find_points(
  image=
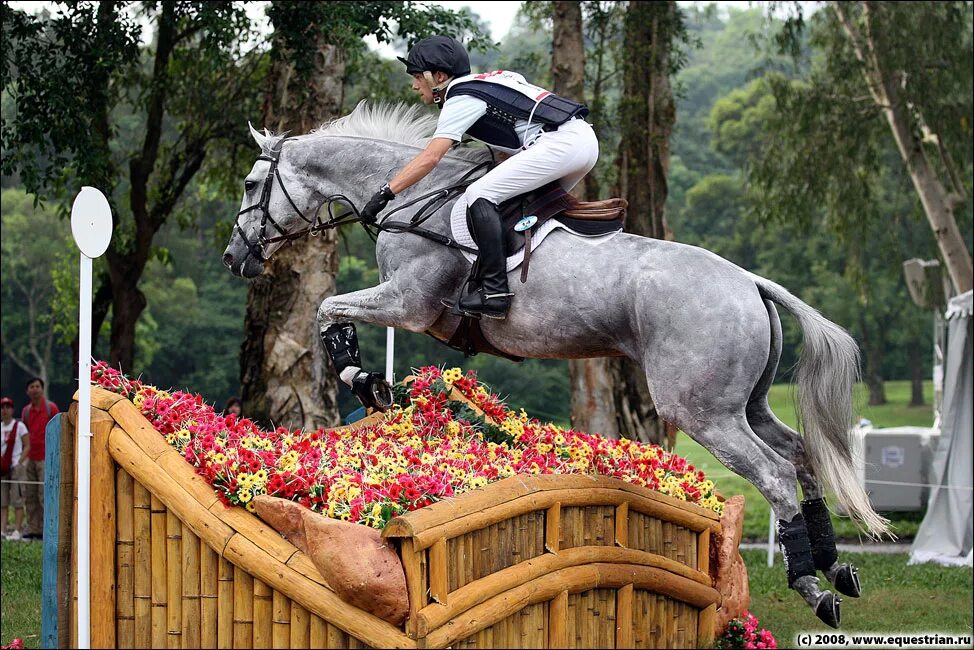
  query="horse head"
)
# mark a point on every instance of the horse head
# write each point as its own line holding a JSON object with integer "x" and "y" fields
{"x": 280, "y": 199}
◇ ◇ ◇ ◇
__Task directions__.
Reproduce the records above line for line, without any changes, and omit the pictures.

__Answer in full__.
find_points(
  image=
  query="horse head"
)
# mark a point on every instance of the horse head
# write each point as its own line holding a JSON object with integer "x" and "y" fields
{"x": 280, "y": 199}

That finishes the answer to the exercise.